* Exercises to complete *
#1 Answer the following questions using the business news briefs.
(a) How many holiday let mortgage deals did Moneyfacts say were available this month?
(b) By what percentage does Barclaycard data indicate household spending increased in the year to August?
(c) Who is named as Channel 4's chief executive?
#2 Reproduce word for word the portion of the business news briefs between "Catherine Mann, a" and "in recent times.", inclusive.

* Quoted text *
--- START ---
UK regulator calls for greater powers against risky crypto ventures

The chair of the Financial Conduct Authority has warned investors not to take cryptocurrency advice from social media influencers such as US celebrity Kim Kardashian, who recently encouraged her 250m Instagram followers to speculate on crypto tokens. Charles Randell warned that influencers “are routinely paid by scammers to help them pump and dump new tokens” some of which turn out not to exist at all. Randell went on to raise the prospect of the FCA bringing the creation and trading of cryptocurrency tokens under its scope, adding that he hoped to see a “consistent collaborative effort” among leading regulators to take action against “businesses which choose not to bring themselves within the reach of an effective national regulator”.

London warned of risk of losing status as top financial centre

TheCityUK has called for tax and labour reforms to help London compete with Hong Kong and New York. The group also noted that the UK financial services sector was taxed considerably more than its rivals. Other proposals in its manifesto for British finance include deepening ties with Communist China arguing that finance firms should help China to develop its markets and expand its green finance and fintech industries.

Climate risks to add $183bn to property insurance costs by 2040, Swiss Re predicts

The research institute of Swiss Re has predicted that climate risks could add as much as $183bn to annual premiums for property insurance by 2040 - just over a fifth of the total rise over the period.


Channel 4 boss rails against privatisation

Channel 4's chief executive Alex Mahon has hit out at government proposals to sell the broadcaster into private hands, citing new analysis demonstrating a shift to private ownership would have a "major impact" on operations. Speaking on a webinar broadcast from Leeds, Mahon said the report showed no evidence that the “irreversible change of privatising Channel 4 would be in the interest of either British audiences or the UK's economy."


Demand for holiday let mortgages rises

A study from financial data provider Moneyfacts reveals that the number of “holiday let” mortgage deals on the market have more than doubled in a year. Moneyfacts said there were 186 holiday let mortgage deals available this month, compared with 74 in August 2020. More lenders have also entered the market, up from 14 in August last year to 25 this year. Rachel Springall, of Moneyfacts, said: "It would not be too surprising to see more growth in this market in the months to come."


Retail sales slow in August

Figures from the British Retail Consortium show retail sales continued to rise in August – up 3% compared to a month earlier – but the speed of growth slowed with shoppers directing more of their money towards leisure and travel. The BRC said that with the “precarious economic backdrop and retailers grappling with higher costs” the Government had to deliver on its promise of business rates reform or brace for more shop closures and job losses. Separate data from Barclaycard indicates household spending increased by 15.4% in the year to August.


Rate-setter plays down inflation threat

Catherine Mann, a former Citigroup chief economist and the latest recruit to the Bank of England's monetary policy committee, has insisted the world economy will avoid a 1970s-style inflation crisis despite mounting evidence of soaring prices and product shortages. Ms Mann told an Australian conference that rising oil prices were less of a threat now and firms were more reluctant to hit households with price increases, while the link between inflation and wages had diminished in recent times.
--- END ---
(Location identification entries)
--- START ---
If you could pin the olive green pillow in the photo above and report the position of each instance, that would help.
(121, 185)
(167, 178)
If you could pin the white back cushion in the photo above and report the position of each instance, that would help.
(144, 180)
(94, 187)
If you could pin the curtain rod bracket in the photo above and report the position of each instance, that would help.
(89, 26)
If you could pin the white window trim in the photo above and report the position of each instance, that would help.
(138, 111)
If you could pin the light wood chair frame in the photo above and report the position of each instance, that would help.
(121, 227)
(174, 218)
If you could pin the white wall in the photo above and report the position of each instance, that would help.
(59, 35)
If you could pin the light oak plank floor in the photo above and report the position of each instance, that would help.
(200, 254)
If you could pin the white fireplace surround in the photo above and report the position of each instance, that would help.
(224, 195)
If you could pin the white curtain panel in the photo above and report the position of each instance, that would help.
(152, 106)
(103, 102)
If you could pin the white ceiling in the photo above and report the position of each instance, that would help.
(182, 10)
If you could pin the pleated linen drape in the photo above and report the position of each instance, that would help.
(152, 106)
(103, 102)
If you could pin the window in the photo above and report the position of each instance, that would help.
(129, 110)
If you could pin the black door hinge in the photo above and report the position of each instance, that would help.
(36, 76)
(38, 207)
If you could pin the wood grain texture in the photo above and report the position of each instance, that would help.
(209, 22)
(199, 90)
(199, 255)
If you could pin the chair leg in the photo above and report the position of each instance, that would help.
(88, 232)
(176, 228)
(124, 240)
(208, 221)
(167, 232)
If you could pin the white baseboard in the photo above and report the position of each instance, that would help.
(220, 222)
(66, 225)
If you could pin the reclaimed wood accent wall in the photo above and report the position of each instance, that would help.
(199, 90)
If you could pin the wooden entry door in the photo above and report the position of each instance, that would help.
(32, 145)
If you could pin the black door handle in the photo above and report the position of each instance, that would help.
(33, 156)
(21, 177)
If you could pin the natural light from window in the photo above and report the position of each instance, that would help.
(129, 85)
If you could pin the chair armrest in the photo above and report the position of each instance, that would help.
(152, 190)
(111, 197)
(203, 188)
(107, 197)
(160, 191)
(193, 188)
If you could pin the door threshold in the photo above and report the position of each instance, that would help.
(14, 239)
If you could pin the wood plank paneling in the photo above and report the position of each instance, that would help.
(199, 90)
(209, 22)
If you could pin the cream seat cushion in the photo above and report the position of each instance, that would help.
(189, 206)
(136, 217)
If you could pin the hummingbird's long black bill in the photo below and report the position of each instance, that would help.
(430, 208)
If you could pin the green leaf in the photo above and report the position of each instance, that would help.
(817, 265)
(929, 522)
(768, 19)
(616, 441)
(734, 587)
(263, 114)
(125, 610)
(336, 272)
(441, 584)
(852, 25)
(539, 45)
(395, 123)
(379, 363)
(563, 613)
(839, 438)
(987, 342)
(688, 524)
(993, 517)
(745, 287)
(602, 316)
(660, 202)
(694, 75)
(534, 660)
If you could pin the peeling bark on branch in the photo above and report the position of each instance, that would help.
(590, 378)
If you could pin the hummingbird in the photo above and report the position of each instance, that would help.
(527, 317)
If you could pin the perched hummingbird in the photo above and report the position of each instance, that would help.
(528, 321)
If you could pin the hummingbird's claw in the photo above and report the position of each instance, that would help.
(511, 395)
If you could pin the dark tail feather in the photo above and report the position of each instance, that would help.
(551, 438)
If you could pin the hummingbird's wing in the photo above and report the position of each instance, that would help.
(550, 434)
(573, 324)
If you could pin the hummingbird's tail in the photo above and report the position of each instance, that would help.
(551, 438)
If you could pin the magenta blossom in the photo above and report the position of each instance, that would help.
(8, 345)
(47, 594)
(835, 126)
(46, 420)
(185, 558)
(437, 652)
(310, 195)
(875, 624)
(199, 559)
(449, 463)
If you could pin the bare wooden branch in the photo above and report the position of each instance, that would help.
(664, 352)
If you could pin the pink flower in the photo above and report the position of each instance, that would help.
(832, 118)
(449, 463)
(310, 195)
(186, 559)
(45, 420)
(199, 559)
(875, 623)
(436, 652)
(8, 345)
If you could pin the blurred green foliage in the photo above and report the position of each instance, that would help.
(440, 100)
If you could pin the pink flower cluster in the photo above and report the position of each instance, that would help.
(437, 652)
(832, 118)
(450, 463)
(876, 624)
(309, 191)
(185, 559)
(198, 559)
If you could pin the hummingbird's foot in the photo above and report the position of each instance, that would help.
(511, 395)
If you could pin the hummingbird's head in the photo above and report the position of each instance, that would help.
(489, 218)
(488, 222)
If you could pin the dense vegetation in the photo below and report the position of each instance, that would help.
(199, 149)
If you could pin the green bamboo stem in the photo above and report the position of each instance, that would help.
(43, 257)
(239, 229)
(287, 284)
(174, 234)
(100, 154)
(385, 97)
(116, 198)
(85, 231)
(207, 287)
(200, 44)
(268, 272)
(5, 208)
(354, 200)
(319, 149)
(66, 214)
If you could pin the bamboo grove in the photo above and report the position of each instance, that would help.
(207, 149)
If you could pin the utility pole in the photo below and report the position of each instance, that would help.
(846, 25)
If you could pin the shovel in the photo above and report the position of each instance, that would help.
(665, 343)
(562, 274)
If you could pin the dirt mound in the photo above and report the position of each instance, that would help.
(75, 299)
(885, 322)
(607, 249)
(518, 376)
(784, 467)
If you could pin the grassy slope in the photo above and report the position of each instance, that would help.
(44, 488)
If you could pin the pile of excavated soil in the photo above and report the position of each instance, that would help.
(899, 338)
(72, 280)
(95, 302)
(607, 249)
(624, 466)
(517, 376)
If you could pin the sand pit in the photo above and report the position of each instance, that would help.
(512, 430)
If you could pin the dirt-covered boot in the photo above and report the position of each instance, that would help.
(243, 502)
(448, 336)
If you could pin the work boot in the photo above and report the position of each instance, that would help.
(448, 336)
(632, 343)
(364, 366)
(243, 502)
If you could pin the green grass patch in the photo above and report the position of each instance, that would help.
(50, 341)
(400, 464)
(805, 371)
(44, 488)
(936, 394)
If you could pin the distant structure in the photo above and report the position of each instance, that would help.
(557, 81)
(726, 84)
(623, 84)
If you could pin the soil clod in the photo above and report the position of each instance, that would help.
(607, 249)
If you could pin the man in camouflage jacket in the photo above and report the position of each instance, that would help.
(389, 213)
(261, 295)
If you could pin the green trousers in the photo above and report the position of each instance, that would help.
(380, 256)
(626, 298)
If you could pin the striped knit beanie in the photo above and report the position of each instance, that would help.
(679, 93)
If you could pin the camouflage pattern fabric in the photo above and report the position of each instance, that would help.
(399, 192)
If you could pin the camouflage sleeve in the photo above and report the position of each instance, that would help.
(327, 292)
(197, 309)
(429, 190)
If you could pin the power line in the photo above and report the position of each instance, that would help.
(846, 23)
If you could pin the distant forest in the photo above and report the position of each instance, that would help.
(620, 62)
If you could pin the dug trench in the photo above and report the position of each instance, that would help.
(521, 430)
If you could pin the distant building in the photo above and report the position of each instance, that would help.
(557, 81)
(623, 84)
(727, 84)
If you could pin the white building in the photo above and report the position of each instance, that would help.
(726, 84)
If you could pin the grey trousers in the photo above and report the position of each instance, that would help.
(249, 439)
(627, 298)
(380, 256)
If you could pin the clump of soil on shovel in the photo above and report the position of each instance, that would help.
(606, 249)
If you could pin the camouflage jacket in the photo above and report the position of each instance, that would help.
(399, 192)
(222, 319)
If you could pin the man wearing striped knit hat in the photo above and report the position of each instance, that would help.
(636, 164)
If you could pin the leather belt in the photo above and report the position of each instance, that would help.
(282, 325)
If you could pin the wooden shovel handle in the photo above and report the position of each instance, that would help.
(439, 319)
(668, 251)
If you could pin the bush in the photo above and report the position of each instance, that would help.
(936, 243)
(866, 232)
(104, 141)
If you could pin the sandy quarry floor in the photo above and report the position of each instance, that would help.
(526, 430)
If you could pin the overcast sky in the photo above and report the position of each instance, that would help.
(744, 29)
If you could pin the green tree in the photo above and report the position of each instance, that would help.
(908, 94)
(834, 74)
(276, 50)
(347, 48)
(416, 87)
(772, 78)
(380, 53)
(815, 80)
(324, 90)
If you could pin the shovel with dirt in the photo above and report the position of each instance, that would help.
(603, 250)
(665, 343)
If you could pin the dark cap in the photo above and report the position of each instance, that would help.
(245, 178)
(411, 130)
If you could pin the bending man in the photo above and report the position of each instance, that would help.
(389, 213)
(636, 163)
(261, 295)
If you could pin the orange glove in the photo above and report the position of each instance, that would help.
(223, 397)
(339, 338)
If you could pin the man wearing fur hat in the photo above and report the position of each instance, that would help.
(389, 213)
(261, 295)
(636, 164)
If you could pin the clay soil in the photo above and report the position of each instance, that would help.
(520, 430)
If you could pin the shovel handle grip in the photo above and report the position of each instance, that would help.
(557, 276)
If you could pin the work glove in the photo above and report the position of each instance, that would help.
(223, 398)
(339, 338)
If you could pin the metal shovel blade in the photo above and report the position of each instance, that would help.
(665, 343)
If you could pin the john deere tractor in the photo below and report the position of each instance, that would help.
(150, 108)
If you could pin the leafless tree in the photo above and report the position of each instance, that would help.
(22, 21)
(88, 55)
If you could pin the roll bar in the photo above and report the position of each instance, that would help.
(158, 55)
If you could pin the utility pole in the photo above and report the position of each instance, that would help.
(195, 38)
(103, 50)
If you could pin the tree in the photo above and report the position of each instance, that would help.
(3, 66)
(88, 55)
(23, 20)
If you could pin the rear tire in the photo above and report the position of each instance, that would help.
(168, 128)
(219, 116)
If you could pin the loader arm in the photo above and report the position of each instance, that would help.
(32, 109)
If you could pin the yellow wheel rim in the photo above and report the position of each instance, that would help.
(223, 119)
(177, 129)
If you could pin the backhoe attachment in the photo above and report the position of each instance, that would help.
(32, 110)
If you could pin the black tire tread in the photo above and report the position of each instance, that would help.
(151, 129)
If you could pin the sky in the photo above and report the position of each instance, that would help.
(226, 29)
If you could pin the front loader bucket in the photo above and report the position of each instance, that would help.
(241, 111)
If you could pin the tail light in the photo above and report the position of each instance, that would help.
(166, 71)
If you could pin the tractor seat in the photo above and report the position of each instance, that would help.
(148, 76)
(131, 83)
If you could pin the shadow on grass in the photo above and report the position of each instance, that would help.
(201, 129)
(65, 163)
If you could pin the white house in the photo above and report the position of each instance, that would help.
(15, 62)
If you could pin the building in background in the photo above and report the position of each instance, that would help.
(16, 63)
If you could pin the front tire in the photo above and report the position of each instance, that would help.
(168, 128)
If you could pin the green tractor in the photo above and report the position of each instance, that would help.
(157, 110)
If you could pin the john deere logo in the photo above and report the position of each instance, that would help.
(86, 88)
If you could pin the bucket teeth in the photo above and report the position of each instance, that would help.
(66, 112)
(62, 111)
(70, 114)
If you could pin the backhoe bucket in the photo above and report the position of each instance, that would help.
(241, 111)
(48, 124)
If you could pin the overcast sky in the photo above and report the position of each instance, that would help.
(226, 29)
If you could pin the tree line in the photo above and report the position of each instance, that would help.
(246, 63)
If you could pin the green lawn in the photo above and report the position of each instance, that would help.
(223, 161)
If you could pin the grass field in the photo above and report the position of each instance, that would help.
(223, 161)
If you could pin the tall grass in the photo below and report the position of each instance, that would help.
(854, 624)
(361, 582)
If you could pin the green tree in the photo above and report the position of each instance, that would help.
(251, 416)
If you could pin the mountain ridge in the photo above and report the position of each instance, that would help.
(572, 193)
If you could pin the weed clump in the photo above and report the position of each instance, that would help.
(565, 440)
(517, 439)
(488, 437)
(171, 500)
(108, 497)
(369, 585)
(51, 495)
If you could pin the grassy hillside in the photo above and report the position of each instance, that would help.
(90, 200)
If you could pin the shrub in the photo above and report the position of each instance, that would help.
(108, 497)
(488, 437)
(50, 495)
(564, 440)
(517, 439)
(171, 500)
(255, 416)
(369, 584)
--- END ---
* Per-task outputs *
#1
(a) 186
(b) 15.4%
(c) Alex Mahon

#2
Catherine Mann, a former Citigroup chief economist and the latest recruit to the Bank of England's monetary policy committee, has insisted the world economy will avoid a 1970s-style inflation crisis despite mounting evidence of soaring prices and product shortages. Ms Mann told an Australian conference that rising oil prices were less of a threat now and firms were more reluctant to hit households with price increases, while the link between inflation and wages had diminished in recent times.